Task statement — Put every item below into a two-column CSV headed instruction and keypoints, one row per item, with the item's text under instruction and its answer under keypoints. Wrap each field in double quotes and replace any line breaks inside a field with spaces.

Record list —
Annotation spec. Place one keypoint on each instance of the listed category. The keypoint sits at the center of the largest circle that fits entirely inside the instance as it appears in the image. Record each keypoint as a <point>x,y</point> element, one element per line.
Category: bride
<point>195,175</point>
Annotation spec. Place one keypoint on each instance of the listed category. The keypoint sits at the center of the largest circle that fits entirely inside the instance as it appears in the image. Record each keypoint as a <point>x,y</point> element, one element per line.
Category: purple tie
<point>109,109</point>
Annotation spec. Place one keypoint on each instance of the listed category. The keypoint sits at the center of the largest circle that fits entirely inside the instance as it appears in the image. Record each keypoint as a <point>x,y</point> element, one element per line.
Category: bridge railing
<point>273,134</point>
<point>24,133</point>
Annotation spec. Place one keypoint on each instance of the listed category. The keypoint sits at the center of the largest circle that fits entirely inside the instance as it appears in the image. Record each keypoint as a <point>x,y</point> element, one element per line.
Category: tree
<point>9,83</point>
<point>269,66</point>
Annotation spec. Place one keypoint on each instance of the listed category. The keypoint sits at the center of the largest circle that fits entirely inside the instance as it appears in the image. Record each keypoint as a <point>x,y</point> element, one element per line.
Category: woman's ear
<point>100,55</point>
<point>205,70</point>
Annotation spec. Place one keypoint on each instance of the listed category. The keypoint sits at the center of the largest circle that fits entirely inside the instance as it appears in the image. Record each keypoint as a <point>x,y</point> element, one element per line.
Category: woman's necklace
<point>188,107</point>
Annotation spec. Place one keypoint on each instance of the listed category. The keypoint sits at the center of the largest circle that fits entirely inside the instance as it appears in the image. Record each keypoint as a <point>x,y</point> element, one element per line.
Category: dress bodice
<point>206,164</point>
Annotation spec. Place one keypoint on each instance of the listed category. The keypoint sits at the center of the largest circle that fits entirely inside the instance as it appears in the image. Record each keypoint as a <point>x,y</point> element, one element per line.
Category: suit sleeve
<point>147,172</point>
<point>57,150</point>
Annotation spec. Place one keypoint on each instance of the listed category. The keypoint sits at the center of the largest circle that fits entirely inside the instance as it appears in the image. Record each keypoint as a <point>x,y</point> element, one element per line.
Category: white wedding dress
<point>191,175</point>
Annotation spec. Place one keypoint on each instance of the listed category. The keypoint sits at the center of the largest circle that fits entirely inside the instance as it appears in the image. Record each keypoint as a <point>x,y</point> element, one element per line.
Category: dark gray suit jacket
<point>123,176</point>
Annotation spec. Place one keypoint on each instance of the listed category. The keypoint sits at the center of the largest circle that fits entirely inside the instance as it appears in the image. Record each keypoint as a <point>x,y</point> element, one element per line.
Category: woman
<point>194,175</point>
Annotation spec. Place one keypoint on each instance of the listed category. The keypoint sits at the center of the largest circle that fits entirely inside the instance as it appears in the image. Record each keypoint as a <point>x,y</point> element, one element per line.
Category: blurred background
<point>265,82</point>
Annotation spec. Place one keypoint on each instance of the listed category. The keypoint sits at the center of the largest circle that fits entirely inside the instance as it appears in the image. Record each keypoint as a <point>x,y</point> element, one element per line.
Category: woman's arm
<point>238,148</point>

Problem solution —
instruction,keypoints
"Annotation spec. Place one keypoint on each instance of the listed category. The keypoint sits at the center of the largest circle that fits entirely inside the instance as it appears in the image. Record each keypoint as a <point>x,y</point> element, one element per line. Category: bride","<point>195,175</point>"
"Annotation spec. Place one keypoint on each instance of the listed category. The keypoint sits at the center of the largest circle that fits entirely inside the instance as it appears in the image. Record each keypoint as a <point>x,y</point> element, one element per line. Category: purple tie","<point>109,109</point>"
"Annotation spec. Place one keypoint on each instance of the listed category. The keypoint sits at the center of the largest circle that fits entirely inside the instance as it appears in the image. Record each keypoint as a <point>x,y</point> element, one element per line. Category: bridge railing","<point>273,134</point> <point>24,133</point>"
"Annotation spec. Place one keypoint on each instance of the listed category. The keypoint sits at the center of the largest circle that fits entirely inside the instance as it appears in the image. Record each keypoint as a <point>x,y</point> element, one element per line. Category: tree","<point>9,83</point> <point>269,66</point>"
"Annotation spec. Place one keypoint on each instance of the listed category. The keypoint sits at the center of the largest circle that fits entirely inside the instance as it appears in the image. Record each keypoint as a <point>x,y</point> element, one element per line. Category: woman's ear","<point>100,55</point> <point>205,70</point>"
"Annotation spec. Place one keypoint on each instance of the listed category. The keypoint sits at the center of the largest circle that fits entirely inside the instance as it appears in the image. Record each keypoint as a <point>x,y</point> element, one element per line. Category: woman's necklace","<point>188,107</point>"
"Annotation spec. Place one keypoint on each instance of the listed category. The keypoint sits at the center of the largest circle that fits entirely inside the instance as it appears in the image. Record each keypoint as a <point>x,y</point> element, one element per line. Category: dress bodice","<point>206,164</point>"
"Annotation spec. Place one keypoint on each instance of the listed category. The keypoint sits at the center of the largest circle that fits entirely inside the instance as it appears in the image. Record each keypoint as a <point>x,y</point> element, one element per line. Category: suit sleeve","<point>147,172</point> <point>57,150</point>"
"Annotation spec. Place one keypoint on each instance of the listed category. The keypoint sits at the center of the largest circle that fits entirely inside the instance as it appears in the image. Record each keypoint as a <point>x,y</point> element, one element per line. Category: white wedding dress","<point>191,175</point>"
"Annotation spec. Place one keypoint on each instance of the listed category. The keypoint sits at the center of the largest circle that fits entirely inside the instance as it appears in the image. Record each keypoint as a <point>x,y</point> element, one element per line. Category: dark gray suit jacket","<point>123,176</point>"
"Annotation spec. Place one keypoint on each instance of the listed category. The keypoint sits at the center of the largest circle that fits entirely inside the instance as it appears in the image. Record each keypoint as a <point>x,y</point> element, one element per line. Category: woman","<point>194,175</point>"
"Annotation spec. Place one keypoint on each instance of the listed category. The keypoint sits at the center of the largest circle that fits entirely inside the instance as it appears in the image. Record each keypoint as a <point>x,y</point> element, one element per line. Category: blurred background","<point>265,82</point>"
"Annotation spec. Place one keypoint on each instance of the listed category. The keypoint sits at the center of the largest circle that fits entirely inside the instance as it appears in the image. Record each keypoint as a <point>x,y</point> element, one element per line. Category: woman's arm","<point>238,148</point>"